• What to produce: Return all the records, each one exactly as given.

• Data records:
--------
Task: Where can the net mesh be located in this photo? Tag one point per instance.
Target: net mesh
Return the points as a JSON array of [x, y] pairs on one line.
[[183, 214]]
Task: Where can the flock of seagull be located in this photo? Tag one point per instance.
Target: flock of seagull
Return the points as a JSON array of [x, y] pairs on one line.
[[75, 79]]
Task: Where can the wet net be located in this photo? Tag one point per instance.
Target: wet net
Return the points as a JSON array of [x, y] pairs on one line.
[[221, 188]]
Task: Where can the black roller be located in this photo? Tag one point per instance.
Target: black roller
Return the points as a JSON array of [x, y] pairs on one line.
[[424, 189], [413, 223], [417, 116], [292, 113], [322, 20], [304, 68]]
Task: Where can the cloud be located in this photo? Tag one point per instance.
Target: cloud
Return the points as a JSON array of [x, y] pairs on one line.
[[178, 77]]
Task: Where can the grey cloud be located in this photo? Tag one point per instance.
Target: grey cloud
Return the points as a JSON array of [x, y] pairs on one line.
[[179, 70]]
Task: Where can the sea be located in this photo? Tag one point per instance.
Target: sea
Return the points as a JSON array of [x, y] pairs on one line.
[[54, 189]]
--------
• Exercise answer:
Task: Where can the net mesh be located in this photo? Tag one point per instance.
Target: net mesh
Return the points as a JSON array of [x, y] pairs on one line.
[[183, 214]]
Task: Where can the flock of seagull be located in this photo? Tag one point per instance.
Target: flock of seagull
Return the points as a JSON array of [x, y] pairs on one line.
[[75, 79]]
Task: Where can the wet net be located in this photo? Tag one point per instance.
Target: wet net
Return the points as a JSON array of [x, y] pairs on one line.
[[221, 188]]
Task: Where can the black roller be located in this photo? Tag one point per instance.
Target: black roller
Return the points as a JSON array of [x, y] pairs on one line.
[[424, 189], [413, 223], [417, 116], [292, 113], [322, 20], [304, 68]]
Task: Where can the cloud be located in this photo? Tag one point per instance.
Target: cloud
Return the points as a JSON array of [x, y] pairs on one line.
[[178, 77]]
Task: Where can the grey cloud be located in this photo? Tag one point per instance.
Target: grey cloud
Return the points as a JSON array of [x, y] pairs on one line.
[[179, 70]]
Task: Where can the sea be located in this photo? Tag one point per instance.
Target: sea
Return the points as a JSON array of [x, y] pairs on one line.
[[54, 189]]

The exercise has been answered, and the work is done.